====== Selection

The other part of the Ukraine war that most Americans don’t realize is that a Ukraine victory also holds forth the best chance we’ve seen in history for an end to Putin’s regime. When Putin falls, his puppet Yanukovych falls in Belarus, and Svitlana Tsikhonouskaya can return to Minsk and take her place as the lawfully elected President of Belarus.
Meanwhile a group of former Russian Parliamentarians have been meeting as a future government in exile in Warsaw. All of these people have been elected as members of Russia’s parliament. One of the leaders is Ilya Ponomarev, who was the only member of the Duma to vote against the annexation of Crimea in 2014, which is why he is living outside Russia now.
The “Congress of People’s Deputies” is the name of the body, named for the Russian Parliament during the Yeltsin years. They are putting together a draft constitution and codex of legislation for a two-year interim period following the end of Putin’s regime, to be followed by free and open elections.
The bottom line is, Ukraine’s victory is not only about Ukraine and Europe, but could mean freedom for Russia and Belarus as well. And I for one very much want to see a free and prosperous Russia that is a member of the community of nations, a friend and trading partner to its neighbors instead of a bully and a paranoid dictatorship that tells its people they are surrounded by enemies.
For the record I cast my first vote for Ronald Reagan in 1980 and remain a committed conservative to this day. I am not a fan of the current administration either, but I am glad of our support for Ukraine for the sake of our own interests, also those of Europe, and, yes, those of Ukraine, Belarus, and Russia as well.

============
====== Dataset rows

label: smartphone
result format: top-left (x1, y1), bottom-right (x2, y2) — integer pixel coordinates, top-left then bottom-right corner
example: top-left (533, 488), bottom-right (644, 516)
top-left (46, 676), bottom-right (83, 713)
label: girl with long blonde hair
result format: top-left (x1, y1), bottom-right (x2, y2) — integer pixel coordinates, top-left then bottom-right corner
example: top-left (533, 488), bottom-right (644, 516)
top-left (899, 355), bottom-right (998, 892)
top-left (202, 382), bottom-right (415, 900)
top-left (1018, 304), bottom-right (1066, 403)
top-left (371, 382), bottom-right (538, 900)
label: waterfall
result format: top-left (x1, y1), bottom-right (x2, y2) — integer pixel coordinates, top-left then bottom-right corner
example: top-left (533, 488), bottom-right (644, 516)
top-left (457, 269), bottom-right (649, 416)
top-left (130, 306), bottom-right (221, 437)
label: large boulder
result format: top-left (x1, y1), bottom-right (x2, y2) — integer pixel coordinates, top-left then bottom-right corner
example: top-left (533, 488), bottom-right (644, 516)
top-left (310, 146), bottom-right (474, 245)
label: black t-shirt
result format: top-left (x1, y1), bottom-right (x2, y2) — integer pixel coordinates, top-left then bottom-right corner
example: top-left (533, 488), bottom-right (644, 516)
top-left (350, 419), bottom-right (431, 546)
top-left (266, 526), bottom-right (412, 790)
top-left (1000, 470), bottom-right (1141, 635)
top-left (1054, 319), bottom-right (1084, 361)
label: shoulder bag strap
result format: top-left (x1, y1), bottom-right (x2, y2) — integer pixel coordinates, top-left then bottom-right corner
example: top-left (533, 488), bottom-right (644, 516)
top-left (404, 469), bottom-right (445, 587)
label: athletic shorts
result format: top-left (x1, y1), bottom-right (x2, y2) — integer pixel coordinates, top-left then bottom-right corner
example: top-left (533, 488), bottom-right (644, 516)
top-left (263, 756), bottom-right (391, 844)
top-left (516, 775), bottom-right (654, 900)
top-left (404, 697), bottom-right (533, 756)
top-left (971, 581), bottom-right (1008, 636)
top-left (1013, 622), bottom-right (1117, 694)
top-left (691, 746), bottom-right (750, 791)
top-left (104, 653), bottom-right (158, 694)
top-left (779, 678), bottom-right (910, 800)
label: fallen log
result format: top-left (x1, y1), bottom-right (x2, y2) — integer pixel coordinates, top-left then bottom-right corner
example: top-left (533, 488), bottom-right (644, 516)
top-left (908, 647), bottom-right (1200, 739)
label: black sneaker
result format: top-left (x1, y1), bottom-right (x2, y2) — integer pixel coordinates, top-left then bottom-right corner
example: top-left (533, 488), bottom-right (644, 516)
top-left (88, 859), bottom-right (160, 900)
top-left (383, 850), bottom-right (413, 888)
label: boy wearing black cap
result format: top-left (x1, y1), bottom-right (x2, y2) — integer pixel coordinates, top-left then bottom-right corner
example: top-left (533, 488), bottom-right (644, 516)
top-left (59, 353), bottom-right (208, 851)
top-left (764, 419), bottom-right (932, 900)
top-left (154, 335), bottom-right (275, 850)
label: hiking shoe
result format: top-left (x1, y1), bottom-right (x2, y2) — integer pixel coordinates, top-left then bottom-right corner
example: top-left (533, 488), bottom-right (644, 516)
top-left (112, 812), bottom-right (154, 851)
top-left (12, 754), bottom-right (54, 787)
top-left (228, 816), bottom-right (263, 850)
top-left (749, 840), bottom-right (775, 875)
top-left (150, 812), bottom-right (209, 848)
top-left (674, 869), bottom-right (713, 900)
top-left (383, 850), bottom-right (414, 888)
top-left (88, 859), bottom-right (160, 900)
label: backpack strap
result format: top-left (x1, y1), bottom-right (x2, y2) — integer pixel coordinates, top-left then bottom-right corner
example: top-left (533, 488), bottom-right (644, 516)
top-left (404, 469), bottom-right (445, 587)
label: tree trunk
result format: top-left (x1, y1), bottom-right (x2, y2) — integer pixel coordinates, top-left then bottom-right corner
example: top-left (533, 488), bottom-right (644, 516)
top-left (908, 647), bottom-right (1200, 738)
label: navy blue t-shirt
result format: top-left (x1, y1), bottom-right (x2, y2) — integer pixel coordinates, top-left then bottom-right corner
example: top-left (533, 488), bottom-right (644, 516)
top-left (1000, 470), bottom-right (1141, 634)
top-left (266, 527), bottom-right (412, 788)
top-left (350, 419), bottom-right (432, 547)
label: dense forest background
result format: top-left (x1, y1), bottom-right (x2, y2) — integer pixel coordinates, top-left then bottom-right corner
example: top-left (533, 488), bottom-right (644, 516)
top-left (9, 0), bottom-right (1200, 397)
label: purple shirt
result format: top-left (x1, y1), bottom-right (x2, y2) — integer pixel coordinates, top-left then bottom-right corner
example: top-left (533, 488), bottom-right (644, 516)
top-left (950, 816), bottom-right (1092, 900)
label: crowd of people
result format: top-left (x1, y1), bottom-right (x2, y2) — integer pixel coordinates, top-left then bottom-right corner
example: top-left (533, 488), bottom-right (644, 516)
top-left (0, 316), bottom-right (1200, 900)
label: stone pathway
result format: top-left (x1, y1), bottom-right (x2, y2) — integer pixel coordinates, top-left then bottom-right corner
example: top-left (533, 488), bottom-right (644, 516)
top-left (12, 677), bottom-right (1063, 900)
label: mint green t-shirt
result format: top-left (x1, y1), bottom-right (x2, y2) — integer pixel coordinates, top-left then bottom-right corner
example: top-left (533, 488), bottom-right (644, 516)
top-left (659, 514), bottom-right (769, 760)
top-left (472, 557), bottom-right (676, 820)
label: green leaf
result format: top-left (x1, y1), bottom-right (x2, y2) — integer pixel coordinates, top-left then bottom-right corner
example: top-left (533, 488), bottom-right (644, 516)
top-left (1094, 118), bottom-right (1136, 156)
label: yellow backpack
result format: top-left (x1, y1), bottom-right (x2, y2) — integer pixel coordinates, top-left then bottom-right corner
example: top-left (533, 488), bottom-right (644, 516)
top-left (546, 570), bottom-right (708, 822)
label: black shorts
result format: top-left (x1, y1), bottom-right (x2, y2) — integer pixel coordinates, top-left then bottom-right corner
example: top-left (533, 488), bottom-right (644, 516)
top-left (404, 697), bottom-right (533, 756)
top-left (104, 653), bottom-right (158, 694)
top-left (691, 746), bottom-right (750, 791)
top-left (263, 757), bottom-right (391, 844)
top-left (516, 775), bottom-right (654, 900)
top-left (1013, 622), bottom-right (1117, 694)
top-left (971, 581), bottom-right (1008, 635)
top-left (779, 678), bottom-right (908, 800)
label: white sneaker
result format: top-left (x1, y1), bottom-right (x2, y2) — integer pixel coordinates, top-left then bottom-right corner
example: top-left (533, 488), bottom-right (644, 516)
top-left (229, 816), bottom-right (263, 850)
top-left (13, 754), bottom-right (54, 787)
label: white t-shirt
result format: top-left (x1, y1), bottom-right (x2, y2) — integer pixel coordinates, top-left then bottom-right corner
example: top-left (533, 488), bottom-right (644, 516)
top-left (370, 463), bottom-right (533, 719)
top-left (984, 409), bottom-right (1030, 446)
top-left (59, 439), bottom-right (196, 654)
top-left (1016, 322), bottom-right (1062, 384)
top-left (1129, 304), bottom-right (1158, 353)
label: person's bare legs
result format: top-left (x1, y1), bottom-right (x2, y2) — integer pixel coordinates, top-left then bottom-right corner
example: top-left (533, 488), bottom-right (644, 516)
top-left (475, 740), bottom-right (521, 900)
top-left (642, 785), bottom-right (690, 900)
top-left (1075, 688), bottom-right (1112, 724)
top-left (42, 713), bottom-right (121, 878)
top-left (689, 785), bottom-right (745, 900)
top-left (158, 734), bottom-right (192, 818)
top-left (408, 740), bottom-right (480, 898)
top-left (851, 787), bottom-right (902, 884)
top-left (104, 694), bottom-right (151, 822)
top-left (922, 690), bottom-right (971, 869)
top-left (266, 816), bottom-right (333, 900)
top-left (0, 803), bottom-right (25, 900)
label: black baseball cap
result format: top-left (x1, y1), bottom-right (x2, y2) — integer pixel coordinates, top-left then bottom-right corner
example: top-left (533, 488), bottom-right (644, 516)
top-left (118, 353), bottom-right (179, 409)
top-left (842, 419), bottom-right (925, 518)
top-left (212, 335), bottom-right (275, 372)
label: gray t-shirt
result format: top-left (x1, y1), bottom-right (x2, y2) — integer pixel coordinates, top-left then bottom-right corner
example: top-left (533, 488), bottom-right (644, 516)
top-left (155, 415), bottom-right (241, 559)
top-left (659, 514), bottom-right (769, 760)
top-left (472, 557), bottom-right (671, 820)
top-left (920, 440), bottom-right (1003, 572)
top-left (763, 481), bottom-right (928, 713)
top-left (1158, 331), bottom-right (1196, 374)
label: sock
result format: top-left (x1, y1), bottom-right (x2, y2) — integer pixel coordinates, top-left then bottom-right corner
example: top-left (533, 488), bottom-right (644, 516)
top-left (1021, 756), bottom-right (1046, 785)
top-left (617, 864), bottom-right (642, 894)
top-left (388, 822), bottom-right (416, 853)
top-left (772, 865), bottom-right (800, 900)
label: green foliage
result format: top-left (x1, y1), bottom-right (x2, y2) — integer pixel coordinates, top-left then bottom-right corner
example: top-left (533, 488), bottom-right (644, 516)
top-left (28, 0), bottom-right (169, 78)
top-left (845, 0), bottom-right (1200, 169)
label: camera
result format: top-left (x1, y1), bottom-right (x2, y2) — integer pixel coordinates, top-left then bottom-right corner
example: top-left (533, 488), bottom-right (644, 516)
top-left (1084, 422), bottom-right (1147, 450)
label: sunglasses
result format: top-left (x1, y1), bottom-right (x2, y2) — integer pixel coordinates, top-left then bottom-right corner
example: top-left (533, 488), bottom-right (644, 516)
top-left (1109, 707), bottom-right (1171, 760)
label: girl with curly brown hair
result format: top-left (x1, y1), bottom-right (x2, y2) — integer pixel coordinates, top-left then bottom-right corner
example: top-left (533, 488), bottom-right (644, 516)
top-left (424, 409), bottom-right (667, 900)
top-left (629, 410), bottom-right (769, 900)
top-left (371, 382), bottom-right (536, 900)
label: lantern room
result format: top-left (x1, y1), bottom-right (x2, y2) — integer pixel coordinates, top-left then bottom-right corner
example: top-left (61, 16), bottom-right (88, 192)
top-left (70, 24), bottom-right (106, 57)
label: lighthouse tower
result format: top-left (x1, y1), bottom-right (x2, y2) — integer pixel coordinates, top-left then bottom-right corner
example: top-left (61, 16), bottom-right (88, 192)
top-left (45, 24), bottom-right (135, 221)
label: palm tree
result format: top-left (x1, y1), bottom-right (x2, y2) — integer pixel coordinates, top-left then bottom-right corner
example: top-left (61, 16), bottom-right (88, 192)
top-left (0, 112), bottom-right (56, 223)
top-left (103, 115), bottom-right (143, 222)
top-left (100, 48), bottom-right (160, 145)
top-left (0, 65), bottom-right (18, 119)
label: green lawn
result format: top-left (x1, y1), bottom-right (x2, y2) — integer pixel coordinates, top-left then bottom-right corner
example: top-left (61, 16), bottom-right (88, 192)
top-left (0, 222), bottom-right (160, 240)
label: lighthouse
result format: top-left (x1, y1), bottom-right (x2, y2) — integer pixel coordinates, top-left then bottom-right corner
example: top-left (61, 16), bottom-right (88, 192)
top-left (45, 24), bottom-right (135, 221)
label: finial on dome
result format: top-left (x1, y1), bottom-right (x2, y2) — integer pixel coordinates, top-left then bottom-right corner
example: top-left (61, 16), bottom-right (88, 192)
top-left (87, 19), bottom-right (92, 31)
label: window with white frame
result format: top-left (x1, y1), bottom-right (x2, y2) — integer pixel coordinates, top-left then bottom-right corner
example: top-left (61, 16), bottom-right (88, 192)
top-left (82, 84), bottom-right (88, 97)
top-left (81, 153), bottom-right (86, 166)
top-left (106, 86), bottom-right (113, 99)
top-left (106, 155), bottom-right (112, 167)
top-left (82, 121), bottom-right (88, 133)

============

- **Written instruction 1**
Extract the commentary on a Ukrainian victory and Russia's future in full, word for word.
- **Written instruction 2**
From the records, copy verbatim the part that opens with the line containing "label: sunglasses" and closes with the line containing "top-left (0, 65), bottom-right (18, 119)", both lines included.

- **Problem solution 1**
The other part of the Ukraine war that most Americans don’t realize is that a Ukraine victory also holds forth the best chance we’ve seen in history for an end to Putin’s regime. When Putin falls, his puppet Yanukovych falls in Belarus, and Svitlana Tsikhonouskaya can return to Minsk and take her place as the lawfully elected President of Belarus.
Meanwhile a group of former Russian Parliamentarians have been meeting as a future government in exile in Warsaw. All of these people have been elected as members of Russia’s parliament. One of the leaders is Ilya Ponomarev, who was the only member of the Duma to vote against the annexation of Crimea in 2014, which is why he is living outside Russia now.
The “Congress of People’s Deputies” is the name of the body, named for the Russian Parliament during the Yeltsin years. They are putting together a draft constitution and codex of legislation for a two-year interim period following the end of Putin’s regime, to be followed by free and open elections.
The bottom line is, Ukraine’s victory is not only about Ukraine and Europe, but could mean freedom for Russia and Belarus as well. And I for one very much want to see a free and prosperous Russia that is a member of the community of nations, a friend and trading partner to its neighbors instead of a bully and a paranoid dictatorship that tells its people they are surrounded by enemies.
For the record I cast my first vote for Ronald Reagan in 1980 and remain a committed conservative to this day. I am not a fan of the current administration either, but I am glad of our support for Ukraine for the sake of our own interests, also those of Europe, and, yes, those of Ukraine, Belarus, and Russia as well.

- **Problem solution 2**
label: sunglasses
result format: top-left (x1, y1), bottom-right (x2, y2) — integer pixel coordinates, top-left then bottom-right corner
example: top-left (533, 488), bottom-right (644, 516)
top-left (1109, 707), bottom-right (1171, 760)
label: girl with curly brown hair
result format: top-left (x1, y1), bottom-right (x2, y2) — integer pixel coordinates, top-left then bottom-right corner
example: top-left (533, 488), bottom-right (644, 516)
top-left (424, 409), bottom-right (667, 900)
top-left (629, 410), bottom-right (769, 900)
top-left (371, 382), bottom-right (536, 900)
label: lantern room
result format: top-left (x1, y1), bottom-right (x2, y2) — integer pixel coordinates, top-left then bottom-right corner
example: top-left (61, 16), bottom-right (88, 192)
top-left (70, 24), bottom-right (106, 57)
label: lighthouse tower
result format: top-left (x1, y1), bottom-right (x2, y2) — integer pixel coordinates, top-left then bottom-right corner
example: top-left (61, 16), bottom-right (88, 192)
top-left (45, 24), bottom-right (135, 221)
label: palm tree
result format: top-left (x1, y1), bottom-right (x2, y2) — integer pixel coordinates, top-left then bottom-right corner
example: top-left (61, 16), bottom-right (88, 192)
top-left (0, 112), bottom-right (56, 223)
top-left (103, 115), bottom-right (143, 222)
top-left (100, 48), bottom-right (160, 145)
top-left (0, 65), bottom-right (18, 119)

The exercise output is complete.